▶ [DOCUMENT EXTRACT]
........

Showing posts with label Alberto Pizango. Show all posts
Showing posts with label Alberto Pizango. Show all posts

Wednesday, June 10, 2009

clash between more than 600 police officers and 2,000 protesters blocking a central highway escalated into riots

TO BE NOTED: From the FT:

"
Peru to suspend land laws after violence

By Naomi Mapstone in Lima

Published: June 11 2009 03:00 | Last updated: June 11 2009 03:00

Peru's Congress is moving to suspend the passage of laws at the heart of a lands right dispute with Amazonian indigenous tribes that sparked the worst violence the country has seen since the Maoist Shining Path insurgency.

The official death toll of 30 protesters and 24 police officers is contested by indigenous leaders, who accuse the armed forces of hiding bodies. The government denies the charge.

Mercedes Aroaz, trade and tourism minister, said a 90-day suspension of decree 1090, which would give the government the power to sell deforested land to private entities, would im-prove the chances of negotiating a solution. "If a suspension is temporary and gives the opportunity for dialogue and establishing consultation mechanisms, then we agree," she said.

........

▶ [RECORD EXCERPTS]
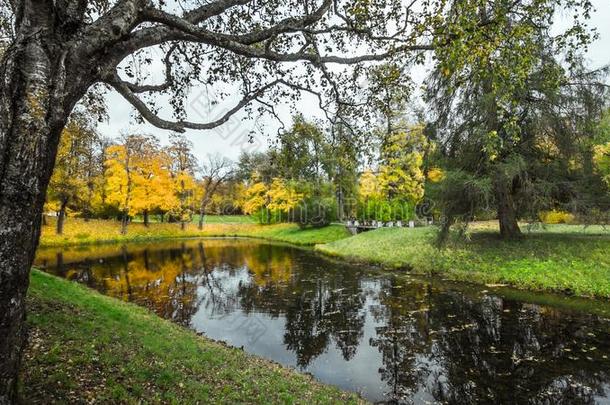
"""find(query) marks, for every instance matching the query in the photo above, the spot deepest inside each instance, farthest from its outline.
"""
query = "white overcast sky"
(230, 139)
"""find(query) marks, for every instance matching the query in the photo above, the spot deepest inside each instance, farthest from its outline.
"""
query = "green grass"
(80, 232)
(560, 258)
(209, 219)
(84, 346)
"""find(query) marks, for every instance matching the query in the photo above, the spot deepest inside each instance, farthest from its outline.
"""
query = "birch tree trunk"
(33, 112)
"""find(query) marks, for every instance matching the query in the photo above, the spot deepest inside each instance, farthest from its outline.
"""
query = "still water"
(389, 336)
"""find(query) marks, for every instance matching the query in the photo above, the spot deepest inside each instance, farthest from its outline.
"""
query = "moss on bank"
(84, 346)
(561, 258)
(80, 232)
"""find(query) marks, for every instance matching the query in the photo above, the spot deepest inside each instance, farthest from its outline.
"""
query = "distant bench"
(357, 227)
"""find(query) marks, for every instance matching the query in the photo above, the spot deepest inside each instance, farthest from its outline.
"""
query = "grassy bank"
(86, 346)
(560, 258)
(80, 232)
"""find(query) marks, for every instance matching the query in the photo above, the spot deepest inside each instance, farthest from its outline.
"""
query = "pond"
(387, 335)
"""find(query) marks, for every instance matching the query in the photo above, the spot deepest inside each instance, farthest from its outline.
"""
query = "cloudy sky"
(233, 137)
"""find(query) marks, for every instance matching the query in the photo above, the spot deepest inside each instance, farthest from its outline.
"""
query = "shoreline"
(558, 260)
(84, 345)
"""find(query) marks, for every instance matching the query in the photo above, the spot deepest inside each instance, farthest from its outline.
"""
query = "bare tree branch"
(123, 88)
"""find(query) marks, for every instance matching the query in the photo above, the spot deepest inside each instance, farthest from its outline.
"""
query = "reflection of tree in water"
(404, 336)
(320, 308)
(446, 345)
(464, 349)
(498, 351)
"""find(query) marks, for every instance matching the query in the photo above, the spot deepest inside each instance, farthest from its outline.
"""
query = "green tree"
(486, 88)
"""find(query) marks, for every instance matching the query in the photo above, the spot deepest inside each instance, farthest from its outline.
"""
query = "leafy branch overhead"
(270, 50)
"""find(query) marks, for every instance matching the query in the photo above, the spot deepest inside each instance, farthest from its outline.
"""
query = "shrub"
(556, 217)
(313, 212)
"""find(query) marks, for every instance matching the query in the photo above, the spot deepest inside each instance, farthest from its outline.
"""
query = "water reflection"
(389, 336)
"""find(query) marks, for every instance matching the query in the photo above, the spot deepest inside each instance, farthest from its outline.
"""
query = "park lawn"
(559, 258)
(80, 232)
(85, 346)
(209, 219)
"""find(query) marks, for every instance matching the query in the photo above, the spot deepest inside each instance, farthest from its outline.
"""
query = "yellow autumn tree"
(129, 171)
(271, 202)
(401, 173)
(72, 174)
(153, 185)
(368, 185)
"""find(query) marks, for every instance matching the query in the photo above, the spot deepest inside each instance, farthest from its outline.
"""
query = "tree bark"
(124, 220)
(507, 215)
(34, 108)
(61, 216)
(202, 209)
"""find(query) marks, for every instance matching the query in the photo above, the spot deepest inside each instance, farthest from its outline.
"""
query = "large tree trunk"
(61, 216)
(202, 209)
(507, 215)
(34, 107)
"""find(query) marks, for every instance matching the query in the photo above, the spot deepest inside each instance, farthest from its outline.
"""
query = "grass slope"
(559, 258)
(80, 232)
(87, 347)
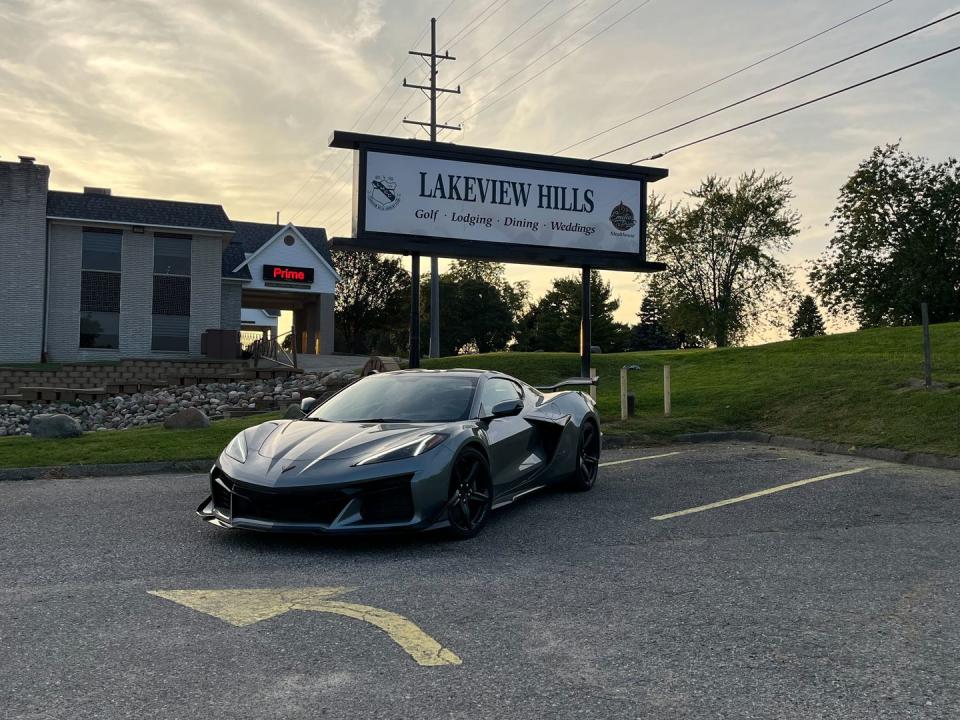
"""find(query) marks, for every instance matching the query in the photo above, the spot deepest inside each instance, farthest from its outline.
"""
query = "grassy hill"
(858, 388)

........

Quote the stretch of the post on Peru's land laws from "Peru to suspend" through "Shining Path insurgency.".

Peru to suspend land laws after violence

By Naomi Mapstone in Lima

Published: June 11 2009 03:00 | Last updated: June 11 2009 03:00

Peru's Congress is moving to suspend the passage of laws at the heart of a lands right dispute with Amazonian indigenous tribes that sparked the worst violence the country has seen since the Maoist Shining Path insurgency.